### [YOUR ASSIGNMENT]
Leaving out the pictures, copy each record below exactly.
- - - - -
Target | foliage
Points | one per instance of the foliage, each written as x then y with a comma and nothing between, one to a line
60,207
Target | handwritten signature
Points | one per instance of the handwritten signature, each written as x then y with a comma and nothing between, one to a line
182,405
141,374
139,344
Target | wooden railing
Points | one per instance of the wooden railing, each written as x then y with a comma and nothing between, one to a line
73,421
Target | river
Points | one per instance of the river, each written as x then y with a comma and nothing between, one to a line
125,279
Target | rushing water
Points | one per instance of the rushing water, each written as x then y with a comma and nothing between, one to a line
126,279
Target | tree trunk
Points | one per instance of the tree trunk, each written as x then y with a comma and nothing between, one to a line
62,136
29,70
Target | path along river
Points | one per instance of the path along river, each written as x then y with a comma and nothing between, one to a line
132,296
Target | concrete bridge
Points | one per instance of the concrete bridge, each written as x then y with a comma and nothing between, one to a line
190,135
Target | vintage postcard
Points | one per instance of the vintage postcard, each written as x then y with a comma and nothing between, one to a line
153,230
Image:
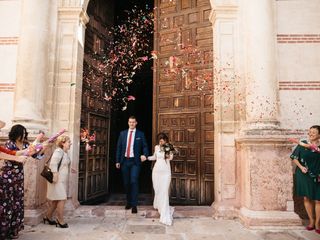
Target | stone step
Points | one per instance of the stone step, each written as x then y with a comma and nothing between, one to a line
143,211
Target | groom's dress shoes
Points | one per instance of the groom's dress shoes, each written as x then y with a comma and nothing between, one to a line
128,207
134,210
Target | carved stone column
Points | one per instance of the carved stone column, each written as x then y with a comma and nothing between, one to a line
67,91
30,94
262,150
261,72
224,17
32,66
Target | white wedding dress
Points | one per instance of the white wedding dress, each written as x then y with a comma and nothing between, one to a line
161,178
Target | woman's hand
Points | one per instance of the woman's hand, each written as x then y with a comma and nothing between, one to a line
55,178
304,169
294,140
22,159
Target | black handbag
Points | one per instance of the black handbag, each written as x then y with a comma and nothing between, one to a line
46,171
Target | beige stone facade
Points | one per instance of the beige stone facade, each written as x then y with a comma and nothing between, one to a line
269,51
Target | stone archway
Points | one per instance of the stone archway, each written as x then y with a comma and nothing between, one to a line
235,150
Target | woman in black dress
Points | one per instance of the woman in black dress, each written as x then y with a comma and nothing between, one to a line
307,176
- - - - -
### [COMPLETED EXERCISE]
Target | foliage
Points | one per instance of the foliage, each written as x then y with a comma and nothing between, one to a line
60,207
Target | handwritten signature
Points | one per instance of the handwritten signature, each written as x then y with a comma and nothing between, one to a line
182,405
141,374
139,344
Target | wooden railing
Points | one per instance of the wooden railing, each written as x then y with a comma and nothing between, one to a line
73,421
Target | river
Points | one per instance of the river, each written as x then y with a comma and nothing between, one to a line
125,279
Target | rushing water
Points | one per instance of the rushing water, each written as x then y with a comma and nothing between, one to a line
126,279
Target | tree trunk
Points | one per instance of the tree trunk, each written as x then y with a comma and nothing between, one to a line
62,136
29,70
Target | path along river
Points | one per instance of the path along river, each written as x then y with a comma and nothing between, one to a line
132,296
Target | concrete bridge
Points | one per instance of the concrete bridge, each written as x then y with a comma and nothing between, one to a line
190,135
Target | vintage postcard
Points | one per instance of the vintage postcard, each written as x then y with a comma and nothing between, one to a line
153,230
Image:
Target | stone step
Points | one per instance of the stone step, each written as x then y with a comma and nothing between, one to a line
143,211
Target | groom's dress shoes
Points | one per instance of the groom's dress shoes, each written as x then y with a comma and nothing between, one to a line
128,207
134,210
Target | carved stone column
Points | one per instance of the carved stone column, each written as x then y with a comma and nothing between, one to a line
67,91
30,94
262,150
261,72
224,17
32,66
Target | white wedding dress
Points | one per instance of the white wedding dress, each written as x then y with a comma and nothing between, one to a line
161,178
Target | woman's hand
Points | one per instance of the woman's hand, each written as x then y with a comma and nothing between, one to a line
55,178
304,169
294,140
22,159
Target | black handbag
Points | one per instance of the black handbag, each written as x then y with a comma and nothing between, one to a line
46,171
Target | beige stone facade
Points | one per instance of the beige stone facade, each written as x then y with a comma and nothing between, one to a line
269,51
Target | stone archway
Points | one per instance of the stone archway, each written as x then y with a comma and nothing between, one to a line
235,150
Target | woman in black dress
Points | one per instance of the woman in black dress, each written as x then y with a comma and nothing between, one to a line
307,176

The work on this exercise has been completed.